### [INSTRUCTIONS]
**A.** Decide whether each statement agrees with the text on the Battle of Ollantaytambo, answering yes or no and quoting the deciding words: (i) the battle took place in January 1537; (ii) Manco Inca rebelled in May 1537; (iii) the expedition against Ollantaytambo was commanded by Gonzalo Pizarro.
**B.** Carry the text on the Battle of Ollantaytambo forward from its last sentence.

Commanders and leaders
- Manco Inca: Hernando Pizarro Gonzalo Pizarro

Strength
- 20,000 Incan Army: 100 Spaniards 30,000 Indian auxiliaries Dozens of Black soldiers

Casualties and losses
- Unknown: ~7,000–20,000 killed

= Battle of Ollantaytambo =

Battle in the Spanish conquest of the Inca Empire

The Battle of Ollantaytambo (Batalla de Ollantaytambo, /es/) took place in January 1537, between the forces of Inca emperor Manco Inca and a Spanish expedition led by Hernando Pizarro during the Spanish conquest of Peru. A former ally of the Spaniards, Manco Inca rebelled in May 1536, and besieged a Spanish garrison in the city of Cusco. To end the stand-off, the besieged mounted a raid against the emperor's headquarters in the town of Ollantaytambo. The expedition, commanded by Hernando Pizarro, included 100 Spaniards and some 30,000 Indian auxiliaries against an Inca army of more than 20,000.

### [SUPPLIED MATERIAL]

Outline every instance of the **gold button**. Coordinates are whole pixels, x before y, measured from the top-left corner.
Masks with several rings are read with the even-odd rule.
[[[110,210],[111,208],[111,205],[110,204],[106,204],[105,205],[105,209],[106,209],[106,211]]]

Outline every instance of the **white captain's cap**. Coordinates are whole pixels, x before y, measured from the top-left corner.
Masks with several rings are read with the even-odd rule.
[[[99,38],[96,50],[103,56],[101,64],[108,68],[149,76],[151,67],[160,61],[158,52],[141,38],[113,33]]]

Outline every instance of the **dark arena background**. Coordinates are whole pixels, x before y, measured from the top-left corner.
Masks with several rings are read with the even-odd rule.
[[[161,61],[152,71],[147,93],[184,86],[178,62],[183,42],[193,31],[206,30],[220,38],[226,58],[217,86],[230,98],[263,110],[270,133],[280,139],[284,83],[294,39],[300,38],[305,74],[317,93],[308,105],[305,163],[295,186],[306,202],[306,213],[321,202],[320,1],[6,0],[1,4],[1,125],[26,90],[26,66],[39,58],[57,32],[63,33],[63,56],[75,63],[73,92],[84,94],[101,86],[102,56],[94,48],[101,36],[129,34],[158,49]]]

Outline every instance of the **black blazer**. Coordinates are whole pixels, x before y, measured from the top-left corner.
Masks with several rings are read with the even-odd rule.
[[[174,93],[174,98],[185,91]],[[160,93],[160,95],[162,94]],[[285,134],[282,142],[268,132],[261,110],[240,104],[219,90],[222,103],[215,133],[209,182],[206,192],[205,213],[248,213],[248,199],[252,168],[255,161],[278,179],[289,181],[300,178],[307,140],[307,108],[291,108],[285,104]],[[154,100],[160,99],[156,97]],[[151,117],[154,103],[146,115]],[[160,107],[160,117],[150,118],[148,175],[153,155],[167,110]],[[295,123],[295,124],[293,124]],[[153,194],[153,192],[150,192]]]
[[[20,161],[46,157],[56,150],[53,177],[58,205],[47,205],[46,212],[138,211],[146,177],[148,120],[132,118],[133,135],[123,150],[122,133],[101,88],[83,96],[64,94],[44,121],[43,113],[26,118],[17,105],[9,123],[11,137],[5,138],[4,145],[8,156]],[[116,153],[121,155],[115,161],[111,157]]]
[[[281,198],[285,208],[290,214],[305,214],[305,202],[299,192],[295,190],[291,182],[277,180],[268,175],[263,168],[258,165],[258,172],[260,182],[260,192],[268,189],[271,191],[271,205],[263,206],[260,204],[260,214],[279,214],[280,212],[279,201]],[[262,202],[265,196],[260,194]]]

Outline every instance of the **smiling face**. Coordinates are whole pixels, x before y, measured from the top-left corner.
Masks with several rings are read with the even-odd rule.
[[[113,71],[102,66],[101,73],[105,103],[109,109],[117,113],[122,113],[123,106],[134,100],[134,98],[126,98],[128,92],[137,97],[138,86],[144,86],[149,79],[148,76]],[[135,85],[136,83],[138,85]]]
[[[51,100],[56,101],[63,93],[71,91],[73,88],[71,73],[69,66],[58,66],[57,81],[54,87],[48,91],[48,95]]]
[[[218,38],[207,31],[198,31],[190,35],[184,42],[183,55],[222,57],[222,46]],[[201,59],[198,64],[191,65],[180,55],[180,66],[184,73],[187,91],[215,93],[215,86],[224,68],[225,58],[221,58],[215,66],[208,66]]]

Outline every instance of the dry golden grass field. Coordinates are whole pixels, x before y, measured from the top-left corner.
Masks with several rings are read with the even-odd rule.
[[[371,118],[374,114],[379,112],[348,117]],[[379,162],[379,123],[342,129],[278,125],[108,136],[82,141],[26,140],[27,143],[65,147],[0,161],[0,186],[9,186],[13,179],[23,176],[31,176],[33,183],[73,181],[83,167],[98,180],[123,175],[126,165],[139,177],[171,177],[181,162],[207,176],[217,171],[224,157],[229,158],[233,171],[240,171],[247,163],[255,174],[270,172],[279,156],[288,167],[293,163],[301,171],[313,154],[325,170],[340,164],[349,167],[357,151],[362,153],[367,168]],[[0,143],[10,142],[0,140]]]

### [EXERCISE RESULTS]
**A.**
(i) Yes: "took place in January 1537"
(ii) No: "Manco Inca rebelled in May 1536"
(iii) No: "The expedition, commanded by Hernando Pizarro"

**B.**
There is some controversy over the actual location of the battle; according to some, it took place in the town itself, while Jean-Pierre Protzen and John Hemming argue that the nearby plain of Mascabamba better matches the descriptions of the encounter. In any case, the Inca army managed to defend against the Spanish forces from a set of high terraces and flooded their position by channeling water from the Urubamba River, which greatly hindered the Spanish cavalry. Severely pressed and unable to advance, the Spaniards withdrew by night to Cusco. Despite this victory, the arrival of Spanish reinforcements to Cusco forced Manco Inca to abandon Ollantaytambo and seek refuge in the heavily forested region of Vilcabamba, where he established the small independent Neo-Inca State which survived until 1572.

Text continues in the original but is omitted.